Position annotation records
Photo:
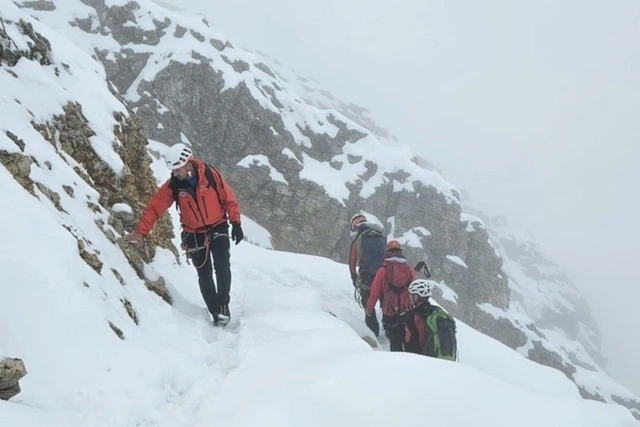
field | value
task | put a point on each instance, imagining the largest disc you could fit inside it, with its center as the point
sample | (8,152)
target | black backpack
(208,173)
(373,245)
(440,339)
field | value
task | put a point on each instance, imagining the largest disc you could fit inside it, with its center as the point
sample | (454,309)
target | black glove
(236,232)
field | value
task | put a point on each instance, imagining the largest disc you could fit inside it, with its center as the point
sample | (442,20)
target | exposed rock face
(70,134)
(11,370)
(191,98)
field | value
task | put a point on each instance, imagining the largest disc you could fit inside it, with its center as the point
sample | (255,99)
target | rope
(208,238)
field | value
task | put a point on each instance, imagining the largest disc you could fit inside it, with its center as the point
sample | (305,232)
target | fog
(532,108)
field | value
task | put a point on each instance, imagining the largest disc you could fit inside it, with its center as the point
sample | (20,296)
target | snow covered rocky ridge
(288,161)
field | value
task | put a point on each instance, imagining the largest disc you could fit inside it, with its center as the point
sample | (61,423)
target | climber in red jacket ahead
(205,202)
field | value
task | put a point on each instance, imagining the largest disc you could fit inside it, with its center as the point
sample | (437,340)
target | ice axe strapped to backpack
(440,327)
(422,265)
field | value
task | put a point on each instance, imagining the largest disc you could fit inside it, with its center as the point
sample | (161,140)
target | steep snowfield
(283,360)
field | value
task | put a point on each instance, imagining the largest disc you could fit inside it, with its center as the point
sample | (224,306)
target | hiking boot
(224,316)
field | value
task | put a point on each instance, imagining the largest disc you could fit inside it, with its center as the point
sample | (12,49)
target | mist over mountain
(97,90)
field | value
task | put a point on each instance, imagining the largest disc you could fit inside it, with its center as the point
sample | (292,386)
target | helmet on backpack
(355,220)
(393,245)
(421,287)
(177,156)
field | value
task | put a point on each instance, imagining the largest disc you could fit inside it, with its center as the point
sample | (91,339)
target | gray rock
(11,371)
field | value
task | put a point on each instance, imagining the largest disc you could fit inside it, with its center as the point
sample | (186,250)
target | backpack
(208,173)
(397,299)
(440,340)
(373,245)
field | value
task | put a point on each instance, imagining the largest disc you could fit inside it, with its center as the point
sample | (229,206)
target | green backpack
(440,340)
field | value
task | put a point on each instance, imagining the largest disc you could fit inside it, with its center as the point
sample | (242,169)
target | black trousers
(218,250)
(371,321)
(394,328)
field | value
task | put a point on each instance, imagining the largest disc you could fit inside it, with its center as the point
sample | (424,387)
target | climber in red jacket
(206,203)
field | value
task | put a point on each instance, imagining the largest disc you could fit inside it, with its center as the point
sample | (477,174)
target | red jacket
(199,208)
(381,286)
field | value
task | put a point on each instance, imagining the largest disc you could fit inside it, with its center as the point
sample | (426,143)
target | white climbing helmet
(177,156)
(421,287)
(355,220)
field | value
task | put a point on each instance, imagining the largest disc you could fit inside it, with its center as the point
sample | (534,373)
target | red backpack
(397,299)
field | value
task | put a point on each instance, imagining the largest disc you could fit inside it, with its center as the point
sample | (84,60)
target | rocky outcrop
(204,96)
(134,186)
(11,371)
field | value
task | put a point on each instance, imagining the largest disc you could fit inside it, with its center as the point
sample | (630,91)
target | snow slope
(283,360)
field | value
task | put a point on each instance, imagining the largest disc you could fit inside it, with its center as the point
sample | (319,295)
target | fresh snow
(297,116)
(456,260)
(293,353)
(262,160)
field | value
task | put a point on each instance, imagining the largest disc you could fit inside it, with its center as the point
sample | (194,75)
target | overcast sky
(533,108)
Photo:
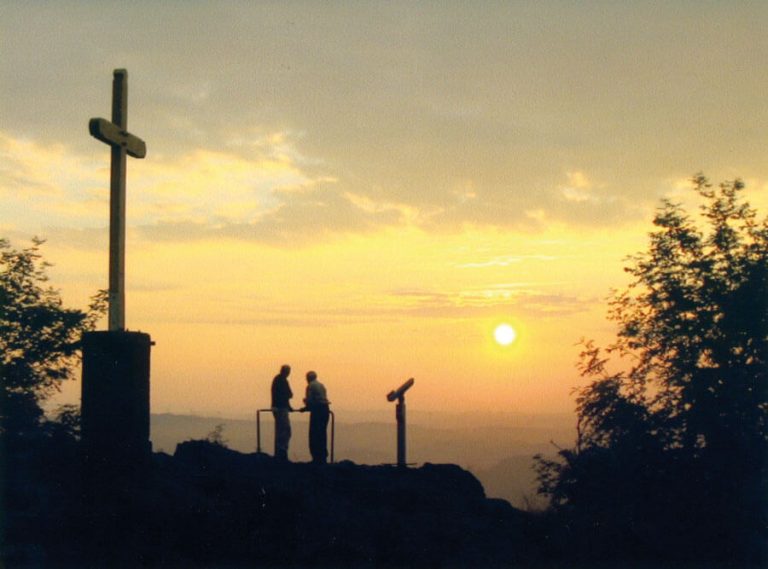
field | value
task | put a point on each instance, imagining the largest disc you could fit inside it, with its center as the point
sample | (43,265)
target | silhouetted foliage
(672,438)
(39,338)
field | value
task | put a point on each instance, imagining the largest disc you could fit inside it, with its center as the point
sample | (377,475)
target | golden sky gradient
(368,189)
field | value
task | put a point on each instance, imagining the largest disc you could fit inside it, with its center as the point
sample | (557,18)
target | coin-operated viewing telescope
(399,394)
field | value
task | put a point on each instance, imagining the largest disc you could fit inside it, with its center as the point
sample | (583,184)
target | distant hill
(499,454)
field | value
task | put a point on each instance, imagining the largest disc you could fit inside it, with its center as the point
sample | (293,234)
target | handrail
(258,429)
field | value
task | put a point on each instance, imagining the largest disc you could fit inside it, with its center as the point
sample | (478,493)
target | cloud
(524,298)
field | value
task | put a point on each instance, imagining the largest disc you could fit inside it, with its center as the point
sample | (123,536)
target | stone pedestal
(115,400)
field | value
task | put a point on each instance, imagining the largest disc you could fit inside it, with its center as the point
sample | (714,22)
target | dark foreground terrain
(213,507)
(209,506)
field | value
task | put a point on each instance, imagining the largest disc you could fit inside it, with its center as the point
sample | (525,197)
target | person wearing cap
(281,409)
(316,402)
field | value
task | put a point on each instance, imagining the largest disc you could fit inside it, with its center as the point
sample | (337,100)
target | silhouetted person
(281,408)
(316,402)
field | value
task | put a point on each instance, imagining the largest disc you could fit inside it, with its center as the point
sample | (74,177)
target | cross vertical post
(117,205)
(121,142)
(115,415)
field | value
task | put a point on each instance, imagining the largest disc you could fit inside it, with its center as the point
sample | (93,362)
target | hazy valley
(498,449)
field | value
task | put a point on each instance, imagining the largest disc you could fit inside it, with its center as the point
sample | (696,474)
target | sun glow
(504,334)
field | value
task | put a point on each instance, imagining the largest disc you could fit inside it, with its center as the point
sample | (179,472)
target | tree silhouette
(673,427)
(39,338)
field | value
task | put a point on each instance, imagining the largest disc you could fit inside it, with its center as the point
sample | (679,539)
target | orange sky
(368,192)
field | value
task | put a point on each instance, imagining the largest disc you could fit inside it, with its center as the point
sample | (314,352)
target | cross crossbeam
(122,143)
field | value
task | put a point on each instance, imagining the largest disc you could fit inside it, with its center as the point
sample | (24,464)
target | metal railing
(258,429)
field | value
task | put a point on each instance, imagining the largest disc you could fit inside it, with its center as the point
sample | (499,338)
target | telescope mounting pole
(400,415)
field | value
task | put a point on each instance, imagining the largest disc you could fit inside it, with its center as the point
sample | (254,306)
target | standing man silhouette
(281,407)
(316,402)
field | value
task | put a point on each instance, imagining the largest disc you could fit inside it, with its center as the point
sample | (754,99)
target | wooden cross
(116,134)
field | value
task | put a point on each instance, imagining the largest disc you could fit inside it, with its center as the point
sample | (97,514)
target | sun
(504,334)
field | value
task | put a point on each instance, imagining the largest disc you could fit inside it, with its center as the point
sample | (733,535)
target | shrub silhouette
(670,459)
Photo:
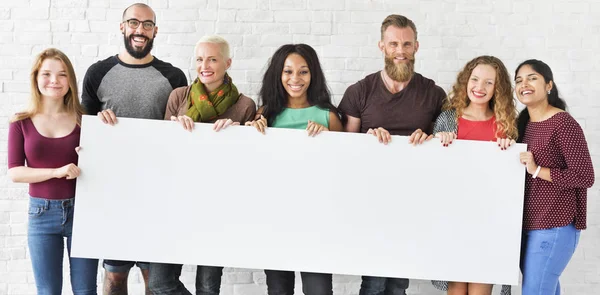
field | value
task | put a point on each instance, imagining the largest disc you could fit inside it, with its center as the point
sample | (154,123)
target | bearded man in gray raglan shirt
(132,84)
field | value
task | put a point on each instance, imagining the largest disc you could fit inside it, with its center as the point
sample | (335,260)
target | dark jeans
(282,283)
(164,279)
(383,286)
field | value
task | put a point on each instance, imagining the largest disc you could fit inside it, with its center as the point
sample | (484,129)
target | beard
(137,53)
(400,72)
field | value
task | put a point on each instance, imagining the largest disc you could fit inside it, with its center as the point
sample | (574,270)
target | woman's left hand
(504,143)
(315,128)
(224,123)
(526,159)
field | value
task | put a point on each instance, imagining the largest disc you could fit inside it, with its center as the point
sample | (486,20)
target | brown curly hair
(502,103)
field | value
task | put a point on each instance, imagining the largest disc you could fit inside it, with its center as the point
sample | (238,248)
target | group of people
(294,94)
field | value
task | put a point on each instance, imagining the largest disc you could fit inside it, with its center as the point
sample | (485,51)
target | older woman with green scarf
(212,98)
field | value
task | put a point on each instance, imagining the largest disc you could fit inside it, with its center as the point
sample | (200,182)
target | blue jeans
(164,279)
(545,254)
(383,286)
(281,282)
(50,222)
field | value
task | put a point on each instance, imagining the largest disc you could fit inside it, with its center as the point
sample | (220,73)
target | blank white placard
(336,203)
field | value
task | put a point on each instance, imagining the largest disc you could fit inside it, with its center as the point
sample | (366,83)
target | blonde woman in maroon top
(480,106)
(559,172)
(41,152)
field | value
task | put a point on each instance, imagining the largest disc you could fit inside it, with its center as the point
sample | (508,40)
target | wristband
(537,171)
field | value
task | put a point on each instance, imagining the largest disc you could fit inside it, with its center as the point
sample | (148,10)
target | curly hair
(274,98)
(502,103)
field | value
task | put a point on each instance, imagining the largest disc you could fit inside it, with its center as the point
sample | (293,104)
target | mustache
(137,36)
(409,57)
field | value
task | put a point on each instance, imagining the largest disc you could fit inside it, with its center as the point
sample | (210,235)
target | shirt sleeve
(89,97)
(350,103)
(571,142)
(441,98)
(16,145)
(173,104)
(445,122)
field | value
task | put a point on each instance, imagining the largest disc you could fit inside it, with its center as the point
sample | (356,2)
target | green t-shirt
(298,118)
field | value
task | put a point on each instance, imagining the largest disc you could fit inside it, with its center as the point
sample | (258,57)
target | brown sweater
(243,110)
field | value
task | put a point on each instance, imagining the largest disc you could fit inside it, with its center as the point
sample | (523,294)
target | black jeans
(282,283)
(383,286)
(164,279)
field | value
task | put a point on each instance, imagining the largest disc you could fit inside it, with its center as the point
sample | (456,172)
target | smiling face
(138,42)
(52,79)
(399,47)
(295,76)
(530,86)
(481,85)
(211,65)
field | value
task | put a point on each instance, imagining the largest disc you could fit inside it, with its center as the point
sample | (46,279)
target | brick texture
(566,35)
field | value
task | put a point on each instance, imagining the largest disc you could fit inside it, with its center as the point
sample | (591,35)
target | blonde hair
(398,21)
(71,99)
(502,103)
(215,40)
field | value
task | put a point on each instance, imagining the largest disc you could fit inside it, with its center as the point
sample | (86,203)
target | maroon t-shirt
(26,144)
(557,143)
(416,106)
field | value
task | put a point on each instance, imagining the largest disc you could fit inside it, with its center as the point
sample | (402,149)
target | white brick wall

--- Written instruction ---
Which lines of the material above contain the word "jeans"? Extract each of them in full, treating case as significant.

--- Result ---
target | dark jeans
target | blue jeans
target | black jeans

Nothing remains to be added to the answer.